WORK TO BE COMPLETED
Every record below must be copied exactly, with images dropped.

[Saved entries]
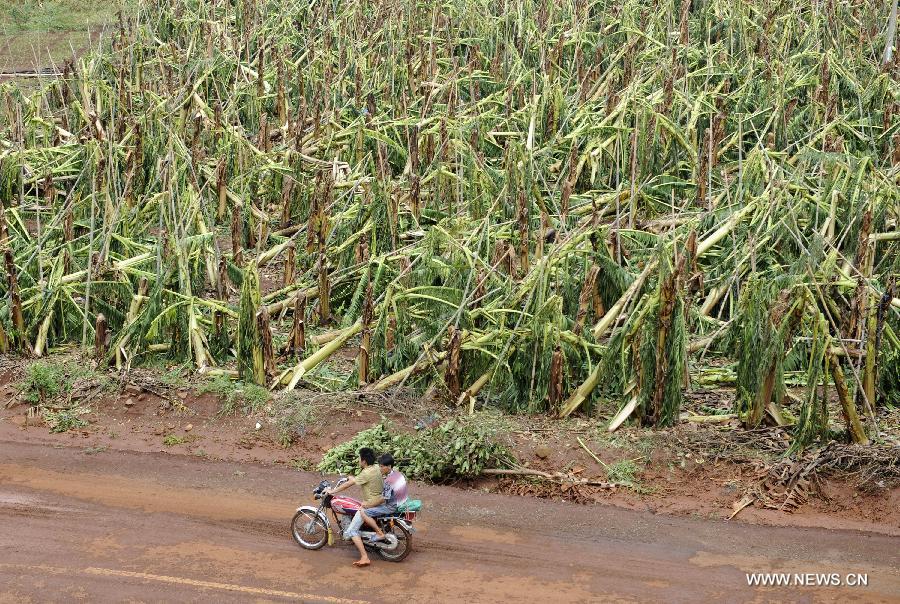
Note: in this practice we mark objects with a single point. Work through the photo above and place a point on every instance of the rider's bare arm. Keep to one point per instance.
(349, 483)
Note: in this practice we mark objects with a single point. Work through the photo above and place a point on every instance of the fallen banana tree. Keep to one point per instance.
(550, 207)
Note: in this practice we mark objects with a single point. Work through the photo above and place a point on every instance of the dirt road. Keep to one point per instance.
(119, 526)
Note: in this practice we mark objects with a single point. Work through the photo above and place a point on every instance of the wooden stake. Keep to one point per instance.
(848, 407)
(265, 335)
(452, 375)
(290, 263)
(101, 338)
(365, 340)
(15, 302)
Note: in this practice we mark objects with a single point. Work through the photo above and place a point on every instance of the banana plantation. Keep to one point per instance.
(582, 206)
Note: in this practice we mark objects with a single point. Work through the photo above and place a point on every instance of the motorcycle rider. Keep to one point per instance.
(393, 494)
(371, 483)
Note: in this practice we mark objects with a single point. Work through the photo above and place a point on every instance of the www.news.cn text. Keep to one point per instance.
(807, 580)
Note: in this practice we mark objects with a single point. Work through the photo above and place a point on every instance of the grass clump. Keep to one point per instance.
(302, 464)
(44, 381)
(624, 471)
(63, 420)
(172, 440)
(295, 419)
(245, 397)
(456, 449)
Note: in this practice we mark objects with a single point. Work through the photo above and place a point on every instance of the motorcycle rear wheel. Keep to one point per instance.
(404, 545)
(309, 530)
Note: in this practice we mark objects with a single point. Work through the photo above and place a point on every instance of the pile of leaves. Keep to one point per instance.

TASK SOLUTION
Note: in this practice we mark objects with a single point. Work through the photo above and place a point on every instance of the rider's bare arm. Keep to one point per instance.
(349, 483)
Note: in this practice we mark objects with a single point. Work through the photo above and place a point on every instance of the fallen banana tree. Keep to one point per instance.
(550, 207)
Note: in this practice we mark objects with a single point. Work through the photo above and place a point on every instance of the dirt road. Keep to one point per instance.
(119, 526)
Note: in this practice we mark objects with a single point. Work through the photo above and place a point on every instance of the wooden stake. Keep to one point per instance.
(848, 407)
(265, 335)
(452, 375)
(290, 263)
(101, 338)
(365, 340)
(15, 302)
Note: in this practice we mark objects with a single point. Work through the photo above and place a point on every instance of the banana plantation. Keep to one point per instance.
(582, 206)
Note: in this practice we mark objects with a single point. Work through the photo above and place a point on every instance of the motorcycle rider. Keep to one point per instance.
(393, 494)
(371, 483)
Note: in this practice we mark objects with a single point. Work through the photo above and place a point on every instance of the www.news.cn text. Keep to one point per instance.
(807, 580)
Note: in this practice we mark objects with a single point. Work through the photo above and place a point on every instance of the grass clump. Keep to one point per instance.
(302, 464)
(44, 381)
(624, 471)
(63, 420)
(172, 440)
(295, 419)
(245, 397)
(456, 449)
Note: in this practice we mark objects with a single point. Work through the photo above and place a point on every instance of the motorcycle rear wheel. Keep to one point per instance.
(404, 545)
(309, 530)
Note: in this practice we mark objects with a single point. Work through the photo above and place a point on every instance of the pile of leaves. Keep to one point per instance.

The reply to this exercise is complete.